#### Location identification entries
- - -
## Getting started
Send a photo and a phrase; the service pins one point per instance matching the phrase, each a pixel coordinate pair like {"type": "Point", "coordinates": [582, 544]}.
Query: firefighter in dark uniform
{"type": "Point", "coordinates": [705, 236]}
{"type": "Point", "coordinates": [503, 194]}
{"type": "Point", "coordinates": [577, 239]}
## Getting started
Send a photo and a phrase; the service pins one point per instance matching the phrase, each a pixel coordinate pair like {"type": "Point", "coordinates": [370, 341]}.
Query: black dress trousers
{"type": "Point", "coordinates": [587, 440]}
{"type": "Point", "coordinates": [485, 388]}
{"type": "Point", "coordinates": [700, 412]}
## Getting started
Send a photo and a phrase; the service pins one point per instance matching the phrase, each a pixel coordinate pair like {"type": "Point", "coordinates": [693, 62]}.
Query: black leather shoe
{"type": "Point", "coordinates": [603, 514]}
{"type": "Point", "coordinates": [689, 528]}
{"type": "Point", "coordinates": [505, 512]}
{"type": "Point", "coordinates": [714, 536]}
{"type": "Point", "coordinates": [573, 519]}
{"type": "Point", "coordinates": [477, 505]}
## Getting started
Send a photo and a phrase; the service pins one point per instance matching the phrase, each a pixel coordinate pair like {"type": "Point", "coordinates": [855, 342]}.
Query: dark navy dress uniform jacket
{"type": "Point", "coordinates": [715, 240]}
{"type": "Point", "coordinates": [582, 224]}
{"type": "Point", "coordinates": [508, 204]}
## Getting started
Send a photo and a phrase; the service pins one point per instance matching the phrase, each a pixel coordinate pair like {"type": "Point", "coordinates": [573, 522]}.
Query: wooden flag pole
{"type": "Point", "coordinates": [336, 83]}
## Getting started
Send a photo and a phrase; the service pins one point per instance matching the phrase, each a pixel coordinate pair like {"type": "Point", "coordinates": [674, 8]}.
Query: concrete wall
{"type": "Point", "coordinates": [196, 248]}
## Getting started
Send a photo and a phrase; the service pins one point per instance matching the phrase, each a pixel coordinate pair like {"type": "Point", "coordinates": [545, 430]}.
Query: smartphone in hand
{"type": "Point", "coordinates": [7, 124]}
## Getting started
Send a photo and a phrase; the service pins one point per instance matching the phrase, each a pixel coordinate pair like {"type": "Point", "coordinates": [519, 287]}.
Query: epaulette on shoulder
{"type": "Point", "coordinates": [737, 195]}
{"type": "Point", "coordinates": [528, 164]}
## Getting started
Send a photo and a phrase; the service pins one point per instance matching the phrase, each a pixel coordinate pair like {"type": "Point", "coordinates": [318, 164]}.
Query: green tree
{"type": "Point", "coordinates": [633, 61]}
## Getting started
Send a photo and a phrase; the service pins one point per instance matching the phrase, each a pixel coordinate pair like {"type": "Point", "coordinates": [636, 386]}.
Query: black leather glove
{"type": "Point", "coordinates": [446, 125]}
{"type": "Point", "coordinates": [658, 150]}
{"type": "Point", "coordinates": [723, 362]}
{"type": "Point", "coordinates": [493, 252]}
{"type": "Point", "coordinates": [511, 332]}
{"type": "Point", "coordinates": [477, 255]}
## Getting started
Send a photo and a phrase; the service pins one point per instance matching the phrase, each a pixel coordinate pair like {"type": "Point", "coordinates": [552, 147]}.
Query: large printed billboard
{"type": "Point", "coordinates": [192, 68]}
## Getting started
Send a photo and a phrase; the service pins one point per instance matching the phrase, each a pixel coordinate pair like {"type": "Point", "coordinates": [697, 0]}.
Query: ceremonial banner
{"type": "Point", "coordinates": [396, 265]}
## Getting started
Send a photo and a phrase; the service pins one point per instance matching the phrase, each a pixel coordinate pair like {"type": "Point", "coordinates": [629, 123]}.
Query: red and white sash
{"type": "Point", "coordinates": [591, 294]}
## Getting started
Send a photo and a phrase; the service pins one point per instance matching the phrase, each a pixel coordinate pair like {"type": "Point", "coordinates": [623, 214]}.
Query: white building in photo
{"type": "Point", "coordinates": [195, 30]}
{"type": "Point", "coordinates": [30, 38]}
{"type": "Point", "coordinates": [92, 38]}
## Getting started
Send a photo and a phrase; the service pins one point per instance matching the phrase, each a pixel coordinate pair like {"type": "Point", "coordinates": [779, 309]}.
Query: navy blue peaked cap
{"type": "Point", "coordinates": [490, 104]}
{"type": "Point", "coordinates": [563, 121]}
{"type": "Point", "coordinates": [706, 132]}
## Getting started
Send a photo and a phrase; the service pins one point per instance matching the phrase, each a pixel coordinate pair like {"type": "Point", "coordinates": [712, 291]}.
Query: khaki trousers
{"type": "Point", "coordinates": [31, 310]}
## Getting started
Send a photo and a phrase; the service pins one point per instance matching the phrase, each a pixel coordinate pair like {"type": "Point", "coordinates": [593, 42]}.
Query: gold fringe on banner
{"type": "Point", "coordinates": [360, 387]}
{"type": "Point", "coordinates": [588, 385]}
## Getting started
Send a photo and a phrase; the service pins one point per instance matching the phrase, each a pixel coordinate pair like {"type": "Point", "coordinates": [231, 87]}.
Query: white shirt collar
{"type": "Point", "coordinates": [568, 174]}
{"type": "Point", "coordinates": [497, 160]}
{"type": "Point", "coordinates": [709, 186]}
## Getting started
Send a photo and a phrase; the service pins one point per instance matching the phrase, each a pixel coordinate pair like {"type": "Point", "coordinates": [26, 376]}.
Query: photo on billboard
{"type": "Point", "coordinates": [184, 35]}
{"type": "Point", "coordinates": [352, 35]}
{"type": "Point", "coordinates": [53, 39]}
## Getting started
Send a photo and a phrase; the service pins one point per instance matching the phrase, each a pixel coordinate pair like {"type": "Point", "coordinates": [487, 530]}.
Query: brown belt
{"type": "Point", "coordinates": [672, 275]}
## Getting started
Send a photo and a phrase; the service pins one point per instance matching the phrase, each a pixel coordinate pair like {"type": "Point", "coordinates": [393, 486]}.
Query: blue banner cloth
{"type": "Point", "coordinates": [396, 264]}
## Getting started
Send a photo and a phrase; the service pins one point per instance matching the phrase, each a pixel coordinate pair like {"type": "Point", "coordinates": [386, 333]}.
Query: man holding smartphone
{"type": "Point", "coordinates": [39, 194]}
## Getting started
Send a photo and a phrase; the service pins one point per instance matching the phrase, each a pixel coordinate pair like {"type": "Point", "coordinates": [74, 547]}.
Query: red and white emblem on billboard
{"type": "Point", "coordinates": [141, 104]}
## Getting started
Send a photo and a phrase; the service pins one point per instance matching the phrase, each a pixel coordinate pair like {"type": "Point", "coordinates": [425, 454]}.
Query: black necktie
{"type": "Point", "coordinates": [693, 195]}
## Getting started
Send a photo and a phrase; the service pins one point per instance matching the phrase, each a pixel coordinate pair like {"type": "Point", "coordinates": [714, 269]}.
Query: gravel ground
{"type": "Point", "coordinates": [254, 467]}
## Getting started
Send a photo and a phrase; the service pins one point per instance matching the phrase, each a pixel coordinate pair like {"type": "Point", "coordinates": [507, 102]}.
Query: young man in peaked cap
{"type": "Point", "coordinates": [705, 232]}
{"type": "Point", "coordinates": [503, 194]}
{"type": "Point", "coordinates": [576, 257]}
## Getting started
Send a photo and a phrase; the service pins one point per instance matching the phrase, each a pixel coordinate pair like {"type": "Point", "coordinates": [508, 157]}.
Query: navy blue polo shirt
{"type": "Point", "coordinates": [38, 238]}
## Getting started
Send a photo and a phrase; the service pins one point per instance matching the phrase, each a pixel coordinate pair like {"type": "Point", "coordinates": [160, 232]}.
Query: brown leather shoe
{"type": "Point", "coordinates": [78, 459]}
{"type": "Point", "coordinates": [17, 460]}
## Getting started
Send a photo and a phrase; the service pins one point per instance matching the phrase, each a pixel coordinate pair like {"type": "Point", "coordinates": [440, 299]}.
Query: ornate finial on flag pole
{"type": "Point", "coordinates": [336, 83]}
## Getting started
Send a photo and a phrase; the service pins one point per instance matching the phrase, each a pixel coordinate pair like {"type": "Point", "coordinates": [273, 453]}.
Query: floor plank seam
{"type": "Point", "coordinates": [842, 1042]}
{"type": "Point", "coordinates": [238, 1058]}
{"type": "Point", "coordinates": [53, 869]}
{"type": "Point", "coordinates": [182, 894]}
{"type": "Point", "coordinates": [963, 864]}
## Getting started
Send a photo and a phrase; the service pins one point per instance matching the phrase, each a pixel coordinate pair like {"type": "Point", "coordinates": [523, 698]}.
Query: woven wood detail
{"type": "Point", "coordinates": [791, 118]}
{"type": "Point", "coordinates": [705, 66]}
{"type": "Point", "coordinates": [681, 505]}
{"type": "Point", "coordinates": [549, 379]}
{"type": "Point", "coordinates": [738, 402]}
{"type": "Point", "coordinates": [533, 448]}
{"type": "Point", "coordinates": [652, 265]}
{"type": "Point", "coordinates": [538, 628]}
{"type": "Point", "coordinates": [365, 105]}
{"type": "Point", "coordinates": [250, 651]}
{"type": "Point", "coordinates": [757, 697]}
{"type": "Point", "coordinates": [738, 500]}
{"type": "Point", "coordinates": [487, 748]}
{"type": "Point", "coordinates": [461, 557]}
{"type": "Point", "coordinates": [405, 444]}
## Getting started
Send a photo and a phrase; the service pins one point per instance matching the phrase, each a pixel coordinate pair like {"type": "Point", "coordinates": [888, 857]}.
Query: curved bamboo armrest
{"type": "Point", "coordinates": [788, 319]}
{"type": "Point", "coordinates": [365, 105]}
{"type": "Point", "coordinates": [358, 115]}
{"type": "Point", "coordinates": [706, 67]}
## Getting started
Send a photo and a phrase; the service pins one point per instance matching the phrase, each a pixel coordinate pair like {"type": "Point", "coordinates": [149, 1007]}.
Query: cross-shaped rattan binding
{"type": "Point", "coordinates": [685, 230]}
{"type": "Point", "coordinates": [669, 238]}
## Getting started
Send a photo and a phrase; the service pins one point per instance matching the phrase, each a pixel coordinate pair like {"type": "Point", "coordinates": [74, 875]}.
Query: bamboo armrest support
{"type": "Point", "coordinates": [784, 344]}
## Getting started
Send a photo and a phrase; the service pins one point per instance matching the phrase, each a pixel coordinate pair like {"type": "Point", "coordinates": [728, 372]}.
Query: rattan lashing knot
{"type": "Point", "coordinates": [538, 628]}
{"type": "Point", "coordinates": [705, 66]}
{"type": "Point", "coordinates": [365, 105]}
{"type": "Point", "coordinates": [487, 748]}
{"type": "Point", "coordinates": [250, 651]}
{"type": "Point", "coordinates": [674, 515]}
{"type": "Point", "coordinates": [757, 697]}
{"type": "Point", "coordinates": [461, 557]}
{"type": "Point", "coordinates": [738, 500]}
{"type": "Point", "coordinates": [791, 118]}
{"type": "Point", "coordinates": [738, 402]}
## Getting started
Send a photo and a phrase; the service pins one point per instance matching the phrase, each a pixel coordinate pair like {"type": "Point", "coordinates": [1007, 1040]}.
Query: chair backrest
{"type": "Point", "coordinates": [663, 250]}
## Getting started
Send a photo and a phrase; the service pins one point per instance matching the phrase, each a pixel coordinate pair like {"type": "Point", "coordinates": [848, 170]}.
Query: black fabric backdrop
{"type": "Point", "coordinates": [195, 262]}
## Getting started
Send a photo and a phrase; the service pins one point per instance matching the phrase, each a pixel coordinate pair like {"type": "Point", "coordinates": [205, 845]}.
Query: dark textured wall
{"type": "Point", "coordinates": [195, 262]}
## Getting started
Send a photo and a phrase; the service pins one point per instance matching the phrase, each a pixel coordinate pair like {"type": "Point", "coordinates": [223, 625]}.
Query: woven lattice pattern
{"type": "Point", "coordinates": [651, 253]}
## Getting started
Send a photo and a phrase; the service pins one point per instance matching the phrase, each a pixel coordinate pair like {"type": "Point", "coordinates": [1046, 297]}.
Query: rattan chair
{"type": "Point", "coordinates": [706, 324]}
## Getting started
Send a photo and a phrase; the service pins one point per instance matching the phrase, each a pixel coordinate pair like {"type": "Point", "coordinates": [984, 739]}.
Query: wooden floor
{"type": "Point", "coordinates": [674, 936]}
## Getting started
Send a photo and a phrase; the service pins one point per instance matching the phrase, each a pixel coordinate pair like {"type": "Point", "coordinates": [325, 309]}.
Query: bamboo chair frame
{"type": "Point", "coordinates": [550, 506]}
- - -
#### WORK TO DO
Count the lines in the entries above that contain the word "shirt". Give only the number.

#### SOLUTION TO THE EXERCISE
2